■ GESTELLTE AUFGABE 1 ■
Wie lässt sich der Text über Pfingsten in zwei Sätzen zusammenfassen?
■ GESTELLTE AUFGABE 2 ■
Setze den Text über Pfingsten im Anschluss an seinen letzten Satz fort.

■ DOKUMENTAUSZUG ■
_ _ _ _ _ _ _

Laß doch einfach alles in bunter Schrift drucken", schlug mein Sohn vor, als ich erzählte, etwas über Pfingsten schreiben zu wollen, was dann auch gelesen werden möchte. Wir lachten, und damit war die Sache abgetan. Hängen blieb bei mir das Wort "bunt". Paßten das Wort und der Tatbestand der Buntheit nicht ganz gut zu dem Fest? Könnte es nicht so etwas wie ein Schlüssel sein, mit dessen Hilfe man dies Fest noch einmal auf-, erschließen könnte? Pfingsten steht im Schatten von Ostern und Weihnachten. Es gibt keine materiellen Geschenke (außer Konfirmationsgeschenke vielleicht), und wer kennt schon genau die dazugehörige Geschichte? Neulich als ein lokaler Fernsehsender in Berlin am Ostersonntag eine Umfrage unter Passanten machte und sie nach dem Grund von Ostern fragte, hatten die meisten die größten Schwierigkeiten, diese Frage zu beantworten. Was würden sie da erst zu Pfingsten sagen? Christen erzählen von der Ausschüttung des Heiligen Geistes und feiern dieses Fest als Geburtstag der Kirche. Aber ist es nicht ziemlich kompliziert, diesen Sachverhalt in unsere Sprache und in unser Denken zu übersetzen? Und warum soll man den Geburtstag der alten Dame Kirche feiern und ihr gratulieren, wo man sie doch sonst das ganze Jahr kaum besucht? Da fährt man lieber gleich der freien Tage wegen ins Freie. Dort ist es um diese Jahreszeit meistens schön bunt, weil vieles schon blüht. Endlich kann man die neue Sommerkleidung beim Pfingstausflug ausführen und be-wundern lassen. Das Bunte meint man anderswo als in der Kirche zu finden.

_ _ _ _ _ _ _

■ DATENAUSZÜGE ■
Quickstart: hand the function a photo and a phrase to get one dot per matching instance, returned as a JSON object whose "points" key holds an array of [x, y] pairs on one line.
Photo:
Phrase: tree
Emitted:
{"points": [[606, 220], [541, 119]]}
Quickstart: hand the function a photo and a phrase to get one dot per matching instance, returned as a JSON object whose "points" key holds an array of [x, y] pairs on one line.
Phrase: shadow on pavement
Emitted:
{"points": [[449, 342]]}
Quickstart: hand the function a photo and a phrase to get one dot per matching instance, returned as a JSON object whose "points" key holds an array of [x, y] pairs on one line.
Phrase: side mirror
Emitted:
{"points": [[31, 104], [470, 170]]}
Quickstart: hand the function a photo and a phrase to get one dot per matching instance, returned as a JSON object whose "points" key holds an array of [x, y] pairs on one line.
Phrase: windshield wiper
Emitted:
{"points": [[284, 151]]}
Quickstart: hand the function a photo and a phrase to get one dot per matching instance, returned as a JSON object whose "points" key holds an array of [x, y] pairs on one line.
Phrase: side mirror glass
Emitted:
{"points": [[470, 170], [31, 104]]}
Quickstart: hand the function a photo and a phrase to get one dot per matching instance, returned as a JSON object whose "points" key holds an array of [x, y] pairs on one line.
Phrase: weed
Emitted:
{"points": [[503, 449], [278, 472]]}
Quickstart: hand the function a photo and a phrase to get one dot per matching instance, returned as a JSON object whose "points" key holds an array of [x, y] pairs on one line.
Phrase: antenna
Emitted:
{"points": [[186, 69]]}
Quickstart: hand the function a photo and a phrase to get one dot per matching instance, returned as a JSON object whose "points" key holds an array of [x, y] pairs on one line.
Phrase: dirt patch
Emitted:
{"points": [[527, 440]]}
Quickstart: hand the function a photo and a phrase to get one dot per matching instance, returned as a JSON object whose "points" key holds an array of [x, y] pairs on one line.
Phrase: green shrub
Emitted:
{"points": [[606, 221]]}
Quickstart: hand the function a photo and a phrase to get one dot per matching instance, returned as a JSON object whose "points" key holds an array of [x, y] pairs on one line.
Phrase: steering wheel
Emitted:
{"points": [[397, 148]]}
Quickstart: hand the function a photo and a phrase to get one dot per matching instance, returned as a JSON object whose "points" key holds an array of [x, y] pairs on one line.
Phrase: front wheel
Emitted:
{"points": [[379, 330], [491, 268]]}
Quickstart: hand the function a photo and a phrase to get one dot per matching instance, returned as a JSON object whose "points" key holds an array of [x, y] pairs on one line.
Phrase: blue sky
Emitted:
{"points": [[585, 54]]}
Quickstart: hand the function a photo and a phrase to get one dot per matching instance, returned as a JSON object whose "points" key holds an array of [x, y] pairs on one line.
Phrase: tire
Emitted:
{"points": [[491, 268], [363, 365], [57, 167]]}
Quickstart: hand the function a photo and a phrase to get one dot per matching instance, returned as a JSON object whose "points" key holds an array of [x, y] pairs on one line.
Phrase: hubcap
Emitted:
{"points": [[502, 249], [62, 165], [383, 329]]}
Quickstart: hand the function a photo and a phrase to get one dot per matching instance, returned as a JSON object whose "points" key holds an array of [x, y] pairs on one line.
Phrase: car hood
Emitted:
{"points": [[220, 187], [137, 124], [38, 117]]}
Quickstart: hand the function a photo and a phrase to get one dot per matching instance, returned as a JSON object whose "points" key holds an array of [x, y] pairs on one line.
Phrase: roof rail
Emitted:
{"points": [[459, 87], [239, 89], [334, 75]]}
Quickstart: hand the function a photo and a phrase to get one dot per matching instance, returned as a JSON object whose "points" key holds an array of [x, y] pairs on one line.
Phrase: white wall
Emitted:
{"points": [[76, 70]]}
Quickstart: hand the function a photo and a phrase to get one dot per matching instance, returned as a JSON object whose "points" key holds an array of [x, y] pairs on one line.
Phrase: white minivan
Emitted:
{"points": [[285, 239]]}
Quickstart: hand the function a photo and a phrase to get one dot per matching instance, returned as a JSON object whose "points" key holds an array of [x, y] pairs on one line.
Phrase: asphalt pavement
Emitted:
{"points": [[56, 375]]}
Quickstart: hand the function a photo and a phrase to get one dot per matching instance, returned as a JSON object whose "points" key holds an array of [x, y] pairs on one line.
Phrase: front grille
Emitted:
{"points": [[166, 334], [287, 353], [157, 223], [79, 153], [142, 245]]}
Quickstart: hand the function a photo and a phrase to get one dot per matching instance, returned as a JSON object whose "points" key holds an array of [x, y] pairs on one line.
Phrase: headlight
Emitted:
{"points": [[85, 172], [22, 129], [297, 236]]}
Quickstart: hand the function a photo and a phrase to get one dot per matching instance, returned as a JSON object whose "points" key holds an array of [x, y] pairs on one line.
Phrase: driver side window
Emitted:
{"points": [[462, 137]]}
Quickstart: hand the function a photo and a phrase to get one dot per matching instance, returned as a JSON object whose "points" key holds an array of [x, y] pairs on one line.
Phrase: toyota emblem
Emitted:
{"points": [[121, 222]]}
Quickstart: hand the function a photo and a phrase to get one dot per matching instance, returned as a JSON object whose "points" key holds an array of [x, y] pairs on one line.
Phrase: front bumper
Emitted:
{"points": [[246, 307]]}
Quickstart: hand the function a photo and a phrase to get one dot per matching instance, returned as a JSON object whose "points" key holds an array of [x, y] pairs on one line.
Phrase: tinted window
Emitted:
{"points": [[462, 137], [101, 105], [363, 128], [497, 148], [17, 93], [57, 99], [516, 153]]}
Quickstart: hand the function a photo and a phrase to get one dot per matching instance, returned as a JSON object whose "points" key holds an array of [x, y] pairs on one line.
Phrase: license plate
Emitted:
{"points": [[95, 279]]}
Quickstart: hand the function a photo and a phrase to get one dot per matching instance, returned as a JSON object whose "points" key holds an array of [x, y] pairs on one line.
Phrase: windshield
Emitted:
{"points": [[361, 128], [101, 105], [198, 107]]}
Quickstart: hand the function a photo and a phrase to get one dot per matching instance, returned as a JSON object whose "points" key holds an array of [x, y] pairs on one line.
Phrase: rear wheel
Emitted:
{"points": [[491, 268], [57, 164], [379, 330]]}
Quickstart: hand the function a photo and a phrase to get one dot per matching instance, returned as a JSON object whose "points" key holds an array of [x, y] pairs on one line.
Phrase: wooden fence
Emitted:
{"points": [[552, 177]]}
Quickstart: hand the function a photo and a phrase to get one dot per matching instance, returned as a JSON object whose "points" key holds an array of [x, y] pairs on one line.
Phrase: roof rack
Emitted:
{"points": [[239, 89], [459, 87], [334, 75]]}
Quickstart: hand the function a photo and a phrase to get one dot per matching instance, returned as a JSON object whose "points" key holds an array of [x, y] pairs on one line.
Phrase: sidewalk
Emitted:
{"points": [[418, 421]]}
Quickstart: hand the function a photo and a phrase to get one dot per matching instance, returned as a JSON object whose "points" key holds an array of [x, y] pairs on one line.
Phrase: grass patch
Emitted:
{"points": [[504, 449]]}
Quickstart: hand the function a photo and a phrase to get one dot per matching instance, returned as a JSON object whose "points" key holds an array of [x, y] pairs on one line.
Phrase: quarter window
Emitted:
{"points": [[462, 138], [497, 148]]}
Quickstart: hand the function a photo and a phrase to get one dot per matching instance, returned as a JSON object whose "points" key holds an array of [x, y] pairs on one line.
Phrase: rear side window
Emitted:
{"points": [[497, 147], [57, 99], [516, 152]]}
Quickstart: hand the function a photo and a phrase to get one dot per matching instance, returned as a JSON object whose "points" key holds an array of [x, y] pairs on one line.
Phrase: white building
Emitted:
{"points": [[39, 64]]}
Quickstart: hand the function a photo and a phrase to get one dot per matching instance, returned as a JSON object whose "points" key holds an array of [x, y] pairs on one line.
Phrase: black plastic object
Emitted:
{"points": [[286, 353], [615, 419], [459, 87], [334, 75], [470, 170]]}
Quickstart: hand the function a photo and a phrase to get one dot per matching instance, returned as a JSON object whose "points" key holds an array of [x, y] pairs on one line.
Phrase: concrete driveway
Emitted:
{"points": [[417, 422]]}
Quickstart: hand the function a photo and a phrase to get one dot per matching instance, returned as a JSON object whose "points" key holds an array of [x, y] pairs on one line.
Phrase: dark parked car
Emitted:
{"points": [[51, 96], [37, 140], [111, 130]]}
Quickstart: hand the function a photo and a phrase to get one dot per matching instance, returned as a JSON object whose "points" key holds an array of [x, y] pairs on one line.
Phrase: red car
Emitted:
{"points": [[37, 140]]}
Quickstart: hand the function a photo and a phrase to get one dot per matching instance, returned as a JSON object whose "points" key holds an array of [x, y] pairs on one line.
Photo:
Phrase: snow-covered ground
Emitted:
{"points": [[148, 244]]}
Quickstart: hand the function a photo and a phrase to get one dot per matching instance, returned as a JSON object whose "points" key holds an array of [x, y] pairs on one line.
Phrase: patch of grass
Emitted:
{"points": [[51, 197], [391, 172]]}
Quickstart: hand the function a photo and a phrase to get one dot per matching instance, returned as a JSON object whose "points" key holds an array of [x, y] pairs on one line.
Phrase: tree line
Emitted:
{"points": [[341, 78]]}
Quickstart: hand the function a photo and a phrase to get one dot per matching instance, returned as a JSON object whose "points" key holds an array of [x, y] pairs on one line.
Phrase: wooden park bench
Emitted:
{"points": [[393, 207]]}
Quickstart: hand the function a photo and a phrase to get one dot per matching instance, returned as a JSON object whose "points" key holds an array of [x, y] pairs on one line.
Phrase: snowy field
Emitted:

_ _ _ _ _ _ _

■ RICHTIGE ANTWORT 1 ■
Der Vorschlag des Sohnes, alles in bunter Schrift zu drucken, wirft die Frage auf, ob das Wort „bunt“ ein Schlüssel zu Pfingsten sein könnte, einem Fest, das im Schatten von Ostern und Weihnachten steht und dessen Geschichte kaum jemand genau kennt. Christen feiern Pfingsten als Ausschüttung des Heiligen Geistes und Geburtstag der Kirche, doch viele fahren an den freien Tagen lieber ins Freie und meinen, das Bunte anderswo als in der Kirche zu finden.

■ RICHTIGE ANTWORT 2 ■
Bunt mag es zugegangen sein, damals vor 2000 Jahren in Jerusalem. Das Wochenfest wurde gefeiert, 50 Tage nach dem Passahfest. Ursprünglich war das ein Erntefest, aber immer mehr war es zu einem Fest der Erinnerung an das Geschehen am Berg Sinai geworden. Gott hatte einen Bund mit seinem Volk geschlossen und es begleitet, behütet und beschützt durch alle Gefährlichkeiten hindurch und trotz aller Treuebrüche dieses Volkes. Das alles war Grund zum Feiern, und wenn zu einem Fest auch die Vorbereitung eines guten Essens samt dazugehörigen Getränken, das Säubern, Waschen, Einkaufen gehören, dazu Musik und Spiel, dann kann man sich die Buntheit in Jerusalems Straßen gut vorstellen. Dazu noch war die Stadt voller Pilger, die aus allen Himmelsrichtungen kamen, und das Stimmen- und Sprachengewirr auf den Gassen war gewiß beeindruckend.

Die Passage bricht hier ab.